▶ [To do] Please repeat all of the listing exactly.

Data extracted from a collection
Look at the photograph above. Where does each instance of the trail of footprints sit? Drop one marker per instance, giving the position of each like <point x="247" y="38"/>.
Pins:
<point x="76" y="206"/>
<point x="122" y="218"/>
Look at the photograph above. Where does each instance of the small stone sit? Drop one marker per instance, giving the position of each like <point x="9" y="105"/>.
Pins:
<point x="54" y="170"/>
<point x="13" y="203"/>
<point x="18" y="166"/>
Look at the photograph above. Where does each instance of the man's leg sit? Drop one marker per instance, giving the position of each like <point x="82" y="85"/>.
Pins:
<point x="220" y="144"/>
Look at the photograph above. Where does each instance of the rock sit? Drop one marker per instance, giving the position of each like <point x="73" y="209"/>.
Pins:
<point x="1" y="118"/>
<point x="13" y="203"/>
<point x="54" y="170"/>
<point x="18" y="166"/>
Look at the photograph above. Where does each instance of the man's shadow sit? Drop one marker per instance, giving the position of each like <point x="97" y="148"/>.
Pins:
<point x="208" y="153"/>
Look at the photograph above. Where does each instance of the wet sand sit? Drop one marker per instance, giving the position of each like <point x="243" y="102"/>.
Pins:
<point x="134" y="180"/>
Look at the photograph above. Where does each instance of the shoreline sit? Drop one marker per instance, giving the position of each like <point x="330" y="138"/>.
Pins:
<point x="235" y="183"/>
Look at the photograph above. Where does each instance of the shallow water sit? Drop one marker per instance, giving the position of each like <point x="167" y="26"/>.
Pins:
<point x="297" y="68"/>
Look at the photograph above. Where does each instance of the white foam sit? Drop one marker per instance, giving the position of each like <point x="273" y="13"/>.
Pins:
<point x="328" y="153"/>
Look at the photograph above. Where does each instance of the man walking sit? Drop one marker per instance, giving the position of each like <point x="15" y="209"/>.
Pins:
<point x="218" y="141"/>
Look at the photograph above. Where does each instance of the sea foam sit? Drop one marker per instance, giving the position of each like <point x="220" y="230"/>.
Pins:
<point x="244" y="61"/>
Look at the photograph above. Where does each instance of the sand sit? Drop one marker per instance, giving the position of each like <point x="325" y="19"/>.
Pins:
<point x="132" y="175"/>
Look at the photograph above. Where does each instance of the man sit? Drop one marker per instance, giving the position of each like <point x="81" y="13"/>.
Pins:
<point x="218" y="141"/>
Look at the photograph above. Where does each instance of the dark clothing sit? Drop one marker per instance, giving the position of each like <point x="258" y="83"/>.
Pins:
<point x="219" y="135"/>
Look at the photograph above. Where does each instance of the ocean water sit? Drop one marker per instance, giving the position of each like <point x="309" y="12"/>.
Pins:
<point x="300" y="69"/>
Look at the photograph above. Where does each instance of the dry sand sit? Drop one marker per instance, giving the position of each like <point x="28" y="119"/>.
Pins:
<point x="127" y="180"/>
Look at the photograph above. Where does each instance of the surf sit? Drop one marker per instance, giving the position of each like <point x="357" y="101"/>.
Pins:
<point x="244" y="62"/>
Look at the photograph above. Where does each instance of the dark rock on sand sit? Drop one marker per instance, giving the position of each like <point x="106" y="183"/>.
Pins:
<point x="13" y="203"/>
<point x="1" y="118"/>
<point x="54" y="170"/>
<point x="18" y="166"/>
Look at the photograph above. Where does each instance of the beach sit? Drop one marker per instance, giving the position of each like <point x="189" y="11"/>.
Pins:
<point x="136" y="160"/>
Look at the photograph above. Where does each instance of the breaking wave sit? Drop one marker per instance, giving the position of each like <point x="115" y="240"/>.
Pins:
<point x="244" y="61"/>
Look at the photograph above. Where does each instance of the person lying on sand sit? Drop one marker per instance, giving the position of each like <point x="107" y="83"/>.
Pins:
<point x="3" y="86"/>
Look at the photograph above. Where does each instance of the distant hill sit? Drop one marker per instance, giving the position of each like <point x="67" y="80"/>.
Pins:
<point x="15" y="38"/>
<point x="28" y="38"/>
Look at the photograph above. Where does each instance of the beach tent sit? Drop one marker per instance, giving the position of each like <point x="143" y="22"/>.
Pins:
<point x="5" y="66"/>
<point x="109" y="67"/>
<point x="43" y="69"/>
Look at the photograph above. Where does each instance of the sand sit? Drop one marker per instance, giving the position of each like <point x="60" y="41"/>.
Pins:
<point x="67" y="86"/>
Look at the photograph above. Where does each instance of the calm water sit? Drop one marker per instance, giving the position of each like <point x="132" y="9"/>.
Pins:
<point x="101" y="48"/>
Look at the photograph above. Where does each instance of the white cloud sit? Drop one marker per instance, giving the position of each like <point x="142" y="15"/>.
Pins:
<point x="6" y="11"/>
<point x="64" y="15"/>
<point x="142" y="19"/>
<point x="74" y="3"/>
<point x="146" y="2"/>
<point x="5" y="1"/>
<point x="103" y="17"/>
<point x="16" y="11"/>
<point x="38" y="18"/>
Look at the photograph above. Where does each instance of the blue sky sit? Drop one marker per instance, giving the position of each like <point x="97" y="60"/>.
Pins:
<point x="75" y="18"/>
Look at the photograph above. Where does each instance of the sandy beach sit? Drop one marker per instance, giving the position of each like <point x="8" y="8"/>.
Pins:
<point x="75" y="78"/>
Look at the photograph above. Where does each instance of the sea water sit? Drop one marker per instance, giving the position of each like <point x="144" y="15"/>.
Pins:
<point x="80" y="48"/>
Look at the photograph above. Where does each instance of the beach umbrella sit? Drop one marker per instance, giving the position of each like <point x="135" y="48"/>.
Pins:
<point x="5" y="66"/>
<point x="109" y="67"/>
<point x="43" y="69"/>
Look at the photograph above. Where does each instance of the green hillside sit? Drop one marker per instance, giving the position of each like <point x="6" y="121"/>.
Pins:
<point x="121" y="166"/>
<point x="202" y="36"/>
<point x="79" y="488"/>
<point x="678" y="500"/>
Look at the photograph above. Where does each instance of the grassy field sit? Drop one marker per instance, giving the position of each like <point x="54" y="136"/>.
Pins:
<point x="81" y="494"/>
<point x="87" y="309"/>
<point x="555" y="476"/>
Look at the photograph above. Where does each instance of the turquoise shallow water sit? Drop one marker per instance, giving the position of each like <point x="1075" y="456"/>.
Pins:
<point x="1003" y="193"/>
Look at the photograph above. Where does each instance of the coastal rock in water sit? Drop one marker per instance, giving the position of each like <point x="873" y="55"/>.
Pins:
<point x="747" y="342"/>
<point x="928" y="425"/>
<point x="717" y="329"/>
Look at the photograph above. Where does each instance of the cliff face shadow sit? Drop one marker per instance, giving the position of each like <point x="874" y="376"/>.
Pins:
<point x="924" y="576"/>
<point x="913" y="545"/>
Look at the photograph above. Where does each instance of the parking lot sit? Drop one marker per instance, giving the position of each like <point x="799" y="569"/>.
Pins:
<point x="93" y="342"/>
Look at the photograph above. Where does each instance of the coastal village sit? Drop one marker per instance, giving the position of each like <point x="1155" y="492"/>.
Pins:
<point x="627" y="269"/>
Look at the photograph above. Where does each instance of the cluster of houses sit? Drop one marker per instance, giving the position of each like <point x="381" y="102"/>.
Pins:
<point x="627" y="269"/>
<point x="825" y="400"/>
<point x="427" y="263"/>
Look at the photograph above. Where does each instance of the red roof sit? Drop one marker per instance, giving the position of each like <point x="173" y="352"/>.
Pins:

▶ [The response]
Look at the photograph above. Where does each instance of the trail of footprints sit? Drop one marker per instance, giving the position of each like <point x="247" y="38"/>.
Pins:
<point x="76" y="206"/>
<point x="122" y="218"/>
Look at the photograph above. Where does each instance of the small stone sit? Drop one marker per instance, giving the position of each like <point x="9" y="105"/>.
Pins:
<point x="54" y="170"/>
<point x="13" y="203"/>
<point x="18" y="166"/>
Look at the photograph above. Where does each instance of the man's leg sit? Drop one marker per instance, giving the position of each like <point x="82" y="85"/>.
Pins:
<point x="220" y="144"/>
Look at the photograph above. Where does each instance of the rock sit? Drop one marker per instance, giving the position of each like <point x="73" y="209"/>.
Pins:
<point x="1" y="118"/>
<point x="13" y="203"/>
<point x="54" y="170"/>
<point x="18" y="166"/>
Look at the photograph above. Where does each instance of the man's shadow sit? Drop one marker per instance, giving the position of each like <point x="97" y="148"/>.
Pins:
<point x="208" y="153"/>
Look at the photograph above. Where does each instance of the wet sand sit? Drop one marker per instance, giving the position of each like <point x="243" y="102"/>.
Pins:
<point x="134" y="180"/>
Look at the photograph above. Where does each instance of the shoreline sit? Drop one marker per instance, giving the position of each like <point x="330" y="138"/>.
Pins:
<point x="235" y="183"/>
Look at the photograph above. Where does each instance of the shallow water sit? Drop one marker per instance, giving the position of each like <point x="167" y="26"/>.
Pins:
<point x="297" y="68"/>
Look at the photograph above. Where does each instance of the white foam sit? Drop one marker per instance, giving the position of each like <point x="273" y="13"/>.
Pins:
<point x="328" y="153"/>
Look at the photograph above. Where does each instance of the man walking sit? Drop one marker per instance, giving the position of each like <point x="15" y="209"/>.
Pins:
<point x="218" y="141"/>
Look at the photograph above. Where does each instance of the sea foam sit? Drop one marker per instance, giving the position of each like <point x="220" y="230"/>.
Pins:
<point x="244" y="61"/>
Look at the photograph above. Where does each instance of the sand sit? Drop one marker per instance, giving the position of each like <point x="325" y="19"/>.
Pins:
<point x="132" y="175"/>
Look at the photograph above. Where does each instance of the man sit? Drop one marker per instance, giving the position of each like <point x="81" y="13"/>.
Pins:
<point x="218" y="141"/>
Look at the photograph above. Where does each instance of the dark clothing sit? Drop one marker per instance, giving the position of each like <point x="258" y="83"/>.
Pins:
<point x="219" y="135"/>
Look at the photograph above. Where does each instance of the ocean water sit? Drop one marker per instance, giving the position of each like <point x="309" y="12"/>.
Pins:
<point x="300" y="69"/>
Look at the photograph above. Where does each instance of the dry sand sit? Drop one marker per instance, giving the position of each like <point x="28" y="119"/>.
Pins:
<point x="127" y="180"/>
Look at the photograph above. Where does each instance of the surf sit? Drop one marker per instance, giving the position of each like <point x="357" y="101"/>.
Pins:
<point x="244" y="62"/>
Look at the photograph above. Where does each instance of the dark rock on sand sit? Drop one marker per instance, giving the position of each like <point x="106" y="183"/>.
Pins:
<point x="13" y="203"/>
<point x="1" y="118"/>
<point x="54" y="170"/>
<point x="18" y="166"/>
Look at the photograph above. Where does each instance of the beach sit? Drop one marker per instance, giving the position of each like <point x="189" y="11"/>.
Pins:
<point x="136" y="160"/>
Look at the photograph above. Where does each instance of the breaking wave sit? Drop one marker per instance, giving the position of each like <point x="115" y="240"/>.
Pins:
<point x="244" y="61"/>
Look at the photograph above. Where does each instance of the person lying on sand sit? Drop one marker per instance, giving the position of each like <point x="107" y="83"/>.
Pins:
<point x="3" y="86"/>
Look at the photograph above. Where does each instance of the distant hill sit? Drop one marker per instance, giving the position of each like <point x="67" y="80"/>.
Pins:
<point x="15" y="38"/>
<point x="28" y="38"/>
Look at the photograph above. Where does each instance of the beach tent sit? Drop one marker per instance, giving the position of each like <point x="143" y="22"/>.
Pins:
<point x="5" y="66"/>
<point x="109" y="67"/>
<point x="43" y="69"/>
Look at the photograph above. Where does each instance of the sand sit? Drop one marker per instance, giving the position of each like <point x="60" y="41"/>.
Pins:
<point x="67" y="86"/>
Look at the photograph above. Where does each instance of the calm water sit? Drop one marker per instance, giving the position of each like <point x="132" y="9"/>.
Pins:
<point x="101" y="48"/>
Look at the photograph above. Where does each instance of the white cloud sit? Drop one marker per instance, giving the position of each like <point x="142" y="15"/>.
Pins:
<point x="6" y="11"/>
<point x="64" y="15"/>
<point x="142" y="19"/>
<point x="74" y="3"/>
<point x="146" y="2"/>
<point x="5" y="1"/>
<point x="103" y="17"/>
<point x="16" y="11"/>
<point x="38" y="18"/>
Look at the photograph above. Where does each instance of the blue sky sit? Drop one marker per instance, giving the position of each like <point x="97" y="60"/>.
Pins:
<point x="75" y="18"/>
Look at the photograph above. Where does each instance of the sandy beach sit? Drop one marker per instance, giving the position of each like <point x="8" y="8"/>.
Pins:
<point x="75" y="78"/>
Look at the photograph above. Where does each instance of the sea water sit? Drop one marker per instance, giving the position of each like <point x="144" y="15"/>.
Pins:
<point x="80" y="48"/>
Look at the photograph above. Where does each instance of the beach umbrella sit? Drop one marker per instance, giving the position of each like <point x="135" y="48"/>.
Pins:
<point x="5" y="66"/>
<point x="109" y="67"/>
<point x="43" y="69"/>
Look at the photograph above. Where does each instance of the green hillside sit? Drop one marker per instance, giving the position of each like <point x="6" y="121"/>.
Pins:
<point x="121" y="166"/>
<point x="202" y="36"/>
<point x="79" y="488"/>
<point x="678" y="500"/>
Look at the photograph above. Where does each instance of the grassy field sit? Drop one marker per instance, giving the position of each like <point x="54" y="136"/>.
Pins:
<point x="81" y="494"/>
<point x="87" y="309"/>
<point x="555" y="476"/>
Look at the photograph above. Where does each instance of the turquoise shallow water sit? Drop one marker per instance, giving the position of each like <point x="1075" y="456"/>.
Pins:
<point x="1003" y="193"/>
Look at the photograph above. Where does each instance of the coastal rock in water sit? Drop one marker per instance, giving the position of each like <point x="873" y="55"/>.
Pins:
<point x="747" y="342"/>
<point x="928" y="425"/>
<point x="717" y="329"/>
Look at the photograph above. Where does each instance of the cliff face shadow sit? Drop one marker per instance, giving the position of each like <point x="874" y="376"/>.
Pins:
<point x="924" y="576"/>
<point x="913" y="545"/>
Look at the photograph above. Where does each instance of the parking lot sit? Drop one marker per instance, giving the position of each like <point x="799" y="569"/>.
Pins:
<point x="93" y="342"/>
Look at the photograph above. Where does each instance of the coastal village sit? Drop one marker per instance, giving the position of each like <point x="1155" y="492"/>.
Pins:
<point x="627" y="269"/>
Look at the photograph above. Where does each instance of the cluster of houses sit? Drop one marker per instance, giving the position of each like <point x="381" y="102"/>.
Pins:
<point x="627" y="269"/>
<point x="825" y="400"/>
<point x="427" y="263"/>
Look at the photograph above. Where does each instance of the red roof sit? Drop one marker per instance, giving the position of each like <point x="173" y="352"/>.
Pins:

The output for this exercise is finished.